▶ _Goal_
Render the lines below as a Markdown table with two columns, No and Line. Give each non-blank line its own row with its sequence number, and leave blank lines out.
------ Data excerpts ------
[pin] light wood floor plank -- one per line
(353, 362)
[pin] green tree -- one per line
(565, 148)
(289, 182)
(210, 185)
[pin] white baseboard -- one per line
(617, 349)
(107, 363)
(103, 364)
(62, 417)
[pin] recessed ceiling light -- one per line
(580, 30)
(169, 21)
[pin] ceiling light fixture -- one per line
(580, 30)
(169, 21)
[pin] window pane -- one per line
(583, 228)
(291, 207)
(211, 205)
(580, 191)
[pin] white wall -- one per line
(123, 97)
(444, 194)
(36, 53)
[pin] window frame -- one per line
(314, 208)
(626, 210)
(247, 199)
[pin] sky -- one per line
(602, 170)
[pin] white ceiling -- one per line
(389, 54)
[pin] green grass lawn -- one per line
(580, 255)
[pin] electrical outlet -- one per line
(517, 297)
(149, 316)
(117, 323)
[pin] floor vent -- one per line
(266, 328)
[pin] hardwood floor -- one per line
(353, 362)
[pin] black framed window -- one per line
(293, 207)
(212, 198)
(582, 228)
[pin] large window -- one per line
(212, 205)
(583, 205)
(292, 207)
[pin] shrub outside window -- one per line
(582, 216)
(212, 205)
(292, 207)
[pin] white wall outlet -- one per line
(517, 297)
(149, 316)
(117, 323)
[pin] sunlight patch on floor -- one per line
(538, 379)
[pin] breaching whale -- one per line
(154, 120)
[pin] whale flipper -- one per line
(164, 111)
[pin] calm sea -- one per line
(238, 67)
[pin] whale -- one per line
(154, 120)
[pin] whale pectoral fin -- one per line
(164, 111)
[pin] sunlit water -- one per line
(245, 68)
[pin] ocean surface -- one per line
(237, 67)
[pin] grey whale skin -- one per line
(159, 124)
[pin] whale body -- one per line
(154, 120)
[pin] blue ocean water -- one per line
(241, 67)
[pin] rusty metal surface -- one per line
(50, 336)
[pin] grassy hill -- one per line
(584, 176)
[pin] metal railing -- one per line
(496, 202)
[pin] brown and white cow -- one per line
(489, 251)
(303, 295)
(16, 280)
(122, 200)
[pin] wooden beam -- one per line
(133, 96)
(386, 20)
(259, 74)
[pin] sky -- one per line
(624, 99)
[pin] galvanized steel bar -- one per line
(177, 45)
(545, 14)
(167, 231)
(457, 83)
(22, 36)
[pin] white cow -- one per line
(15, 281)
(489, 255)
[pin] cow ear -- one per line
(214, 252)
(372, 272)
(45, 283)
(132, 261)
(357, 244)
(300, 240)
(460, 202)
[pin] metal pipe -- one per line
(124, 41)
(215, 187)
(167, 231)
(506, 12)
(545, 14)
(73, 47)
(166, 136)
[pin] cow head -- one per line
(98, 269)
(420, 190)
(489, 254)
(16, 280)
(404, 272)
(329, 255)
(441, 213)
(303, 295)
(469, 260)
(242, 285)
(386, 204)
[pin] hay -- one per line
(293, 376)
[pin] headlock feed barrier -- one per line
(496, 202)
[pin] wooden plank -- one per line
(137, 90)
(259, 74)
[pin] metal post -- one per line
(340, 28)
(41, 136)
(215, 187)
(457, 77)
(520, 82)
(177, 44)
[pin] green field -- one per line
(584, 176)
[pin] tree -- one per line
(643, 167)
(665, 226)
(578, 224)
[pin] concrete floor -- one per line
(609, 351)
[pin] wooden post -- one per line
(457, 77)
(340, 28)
------
▶ _Written response_
| No | Line |
|---|---|
| 1 | [pin] light wood floor plank -- one per line |
| 2 | (353, 362) |
| 3 | [pin] green tree -- one per line |
| 4 | (565, 148) |
| 5 | (289, 182) |
| 6 | (210, 185) |
| 7 | [pin] white baseboard -- one per line |
| 8 | (617, 349) |
| 9 | (107, 363) |
| 10 | (103, 364) |
| 11 | (62, 417) |
| 12 | [pin] recessed ceiling light -- one per line |
| 13 | (580, 30) |
| 14 | (169, 21) |
| 15 | [pin] ceiling light fixture -- one per line |
| 16 | (580, 30) |
| 17 | (169, 21) |
| 18 | [pin] window pane -- one per line |
| 19 | (583, 228) |
| 20 | (291, 207) |
| 21 | (211, 205) |
| 22 | (580, 191) |
| 23 | [pin] white wall -- one per line |
| 24 | (123, 97) |
| 25 | (444, 194) |
| 26 | (36, 53) |
| 27 | [pin] window frame -- one per line |
| 28 | (314, 208) |
| 29 | (626, 210) |
| 30 | (247, 199) |
| 31 | [pin] sky -- one per line |
| 32 | (602, 170) |
| 33 | [pin] white ceiling -- one per line |
| 34 | (389, 54) |
| 35 | [pin] green grass lawn -- one per line |
| 36 | (580, 255) |
| 37 | [pin] electrical outlet -- one per line |
| 38 | (517, 297) |
| 39 | (149, 316) |
| 40 | (117, 323) |
| 41 | [pin] floor vent -- one per line |
| 42 | (266, 328) |
| 43 | [pin] hardwood floor -- one per line |
| 44 | (353, 362) |
| 45 | [pin] black framed window -- one per line |
| 46 | (293, 207) |
| 47 | (212, 198) |
| 48 | (582, 228) |
| 49 | [pin] large window -- one per line |
| 50 | (212, 205) |
| 51 | (583, 205) |
| 52 | (292, 207) |
| 53 | [pin] shrub outside window -- one per line |
| 54 | (582, 216) |
| 55 | (212, 205) |
| 56 | (292, 207) |
| 57 | [pin] white wall outlet -- one per line |
| 58 | (517, 297) |
| 59 | (149, 316) |
| 60 | (117, 323) |
| 61 | [pin] sunlight patch on floor -- one per line |
| 62 | (538, 379) |
| 63 | [pin] breaching whale -- one per line |
| 64 | (154, 120) |
| 65 | [pin] whale flipper -- one per line |
| 66 | (164, 111) |
| 67 | [pin] calm sea -- one per line |
| 68 | (238, 67) |
| 69 | [pin] whale -- one per line |
| 70 | (154, 120) |
| 71 | [pin] whale pectoral fin -- one per line |
| 72 | (164, 111) |
| 73 | [pin] sunlit water -- one per line |
| 74 | (245, 68) |
| 75 | [pin] ocean surface -- one per line |
| 76 | (237, 67) |
| 77 | [pin] grey whale skin -- one per line |
| 78 | (159, 124) |
| 79 | [pin] whale body -- one per line |
| 80 | (154, 120) |
| 81 | [pin] blue ocean water -- one per line |
| 82 | (241, 67) |
| 83 | [pin] rusty metal surface -- one per line |
| 84 | (50, 336) |
| 85 | [pin] grassy hill -- one per line |
| 86 | (584, 176) |
| 87 | [pin] metal railing -- one per line |
| 88 | (496, 202) |
| 89 | [pin] brown and white cow -- one per line |
| 90 | (489, 251) |
| 91 | (303, 295) |
| 92 | (16, 280) |
| 93 | (122, 200) |
| 94 | [pin] wooden beam -- one per line |
| 95 | (133, 96) |
| 96 | (386, 20) |
| 97 | (259, 74) |
| 98 | [pin] sky -- one per line |
| 99 | (624, 99) |
| 100 | [pin] galvanized steel bar -- one per line |
| 101 | (177, 45) |
| 102 | (545, 14) |
| 103 | (167, 231) |
| 104 | (457, 83) |
| 105 | (22, 36) |
| 106 | [pin] white cow -- one per line |
| 107 | (15, 281) |
| 108 | (489, 255) |
| 109 | [pin] cow ear -- one per line |
| 110 | (214, 252) |
| 111 | (372, 272) |
| 112 | (45, 283) |
| 113 | (132, 261) |
| 114 | (357, 244) |
| 115 | (300, 240) |
| 116 | (460, 202) |
| 117 | [pin] metal pipe -- one per line |
| 118 | (124, 41) |
| 119 | (215, 187) |
| 120 | (167, 231) |
| 121 | (506, 12) |
| 122 | (545, 14) |
| 123 | (73, 47) |
| 124 | (166, 136) |
| 125 | [pin] cow head -- one per line |
| 126 | (98, 269) |
| 127 | (420, 190) |
| 128 | (489, 254) |
| 129 | (16, 280) |
| 130 | (404, 272) |
| 131 | (329, 255) |
| 132 | (441, 213) |
| 133 | (303, 295) |
| 134 | (469, 260) |
| 135 | (242, 285) |
| 136 | (386, 204) |
| 137 | [pin] hay -- one per line |
| 138 | (293, 376) |
| 139 | [pin] headlock feed barrier -- one per line |
| 140 | (496, 202) |
| 141 | [pin] wooden plank -- one per line |
| 142 | (137, 90) |
| 143 | (259, 74) |
| 144 | [pin] metal post -- one per line |
| 145 | (340, 28) |
| 146 | (41, 136) |
| 147 | (215, 187) |
| 148 | (457, 77) |
| 149 | (520, 82) |
| 150 | (177, 44) |
| 151 | [pin] green field -- one per line |
| 152 | (584, 176) |
| 153 | [pin] tree -- one per line |
| 154 | (643, 167) |
| 155 | (665, 226) |
| 156 | (578, 224) |
| 157 | [pin] concrete floor -- one per line |
| 158 | (609, 351) |
| 159 | [pin] wooden post -- one per line |
| 160 | (457, 77) |
| 161 | (340, 28) |